## Solicitud escrita
Reproduzca literalmente las líneas que siguen, todas y sin alterar ninguna.

##### Material extraído

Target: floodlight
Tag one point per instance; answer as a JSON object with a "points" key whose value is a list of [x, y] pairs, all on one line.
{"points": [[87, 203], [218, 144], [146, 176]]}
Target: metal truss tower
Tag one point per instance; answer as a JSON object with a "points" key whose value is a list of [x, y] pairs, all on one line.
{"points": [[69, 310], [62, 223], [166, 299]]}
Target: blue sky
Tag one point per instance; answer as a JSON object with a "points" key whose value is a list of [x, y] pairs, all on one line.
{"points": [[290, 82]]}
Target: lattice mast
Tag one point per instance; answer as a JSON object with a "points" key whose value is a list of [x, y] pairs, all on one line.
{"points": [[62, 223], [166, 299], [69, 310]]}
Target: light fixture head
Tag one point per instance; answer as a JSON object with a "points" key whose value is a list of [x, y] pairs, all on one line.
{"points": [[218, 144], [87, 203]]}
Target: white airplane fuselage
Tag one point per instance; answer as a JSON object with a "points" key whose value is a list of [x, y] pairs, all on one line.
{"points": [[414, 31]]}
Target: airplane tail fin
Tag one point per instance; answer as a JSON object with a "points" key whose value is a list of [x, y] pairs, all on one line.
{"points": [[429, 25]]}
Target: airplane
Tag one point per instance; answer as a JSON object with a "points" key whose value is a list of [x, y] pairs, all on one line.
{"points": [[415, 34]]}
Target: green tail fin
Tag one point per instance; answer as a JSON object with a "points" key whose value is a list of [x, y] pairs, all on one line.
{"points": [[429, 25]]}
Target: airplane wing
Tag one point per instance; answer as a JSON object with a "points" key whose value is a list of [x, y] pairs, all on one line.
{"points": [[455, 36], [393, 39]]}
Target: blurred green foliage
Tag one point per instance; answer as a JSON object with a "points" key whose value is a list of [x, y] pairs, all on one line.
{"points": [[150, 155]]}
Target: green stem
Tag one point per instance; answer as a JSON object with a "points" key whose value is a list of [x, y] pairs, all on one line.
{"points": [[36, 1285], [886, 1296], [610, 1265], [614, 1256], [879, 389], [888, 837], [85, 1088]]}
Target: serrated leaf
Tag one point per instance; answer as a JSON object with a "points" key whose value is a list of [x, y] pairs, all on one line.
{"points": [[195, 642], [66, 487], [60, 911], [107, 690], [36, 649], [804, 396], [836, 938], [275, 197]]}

##########

## Respuesta
Target: floodlight
Tag one point per instance; answer as a JSON object with a "points" key whose value is a list of [x, y] pairs, all on one line.
{"points": [[87, 203], [218, 144], [146, 176]]}
Target: metal truss tower
Tag one point per instance; answer as a JSON object with a "points" key whose value is a list of [x, y] pairs, all on one line.
{"points": [[69, 310], [62, 223], [166, 299]]}
Target: blue sky
Tag one point per instance; answer as a JSON object with a "points" key whose value is a list of [x, y] pairs, all on one line.
{"points": [[290, 82]]}
Target: lattice mast
Tag one point per instance; answer as a JSON object with a "points" key whose value is a list of [x, y] pairs, all on one line.
{"points": [[62, 223], [166, 299], [69, 310]]}
Target: light fixture head
Tag one point per instance; answer as a JSON object with a "points" key whose value is a list of [x, y] pairs, all on one line.
{"points": [[218, 144], [87, 203]]}
Target: white airplane fuselage
Tag one point per instance; answer as a JSON object with a "points" key whose value is a list of [x, y] pairs, all on one line.
{"points": [[414, 31]]}
Target: airplane tail fin
Tag one point per instance; answer as a JSON object with a "points" key whose value is a list of [x, y] pairs, all on one line.
{"points": [[429, 25]]}
Target: airplane
Tag one point per instance; answer as a JSON object with a "points" key whose value is a list of [x, y] pairs, all on one line.
{"points": [[415, 34]]}
Target: green tail fin
Tag one point per instance; answer as a JSON object with a "points" key whose value is a list of [x, y] pairs, all on one line.
{"points": [[429, 25]]}
Target: airplane wing
Tag one point per instance; answer as a JSON object with a "points" key whose value is a list of [x, y] pairs, all on one line.
{"points": [[455, 36], [393, 39]]}
Target: blurred green foliage
Tag one point per instance; answer as a JSON object with a "points" key whose value is a list of [x, y] pairs, all on one line.
{"points": [[150, 155]]}
Target: green stem
Tag one point per instance; answer as a JSON object with a "points" key whose value is a list of [x, y] pairs, all on one line.
{"points": [[36, 1285], [886, 1296], [610, 1265], [614, 1256], [879, 389], [888, 837], [85, 1088]]}
Target: serrated leaf
Tag one point per instance; answer as a JSON object with a "points" key whose value is a list of [x, y] pairs, all on one line.
{"points": [[195, 642], [66, 487], [60, 911], [107, 690], [36, 649], [804, 396], [836, 938], [275, 197]]}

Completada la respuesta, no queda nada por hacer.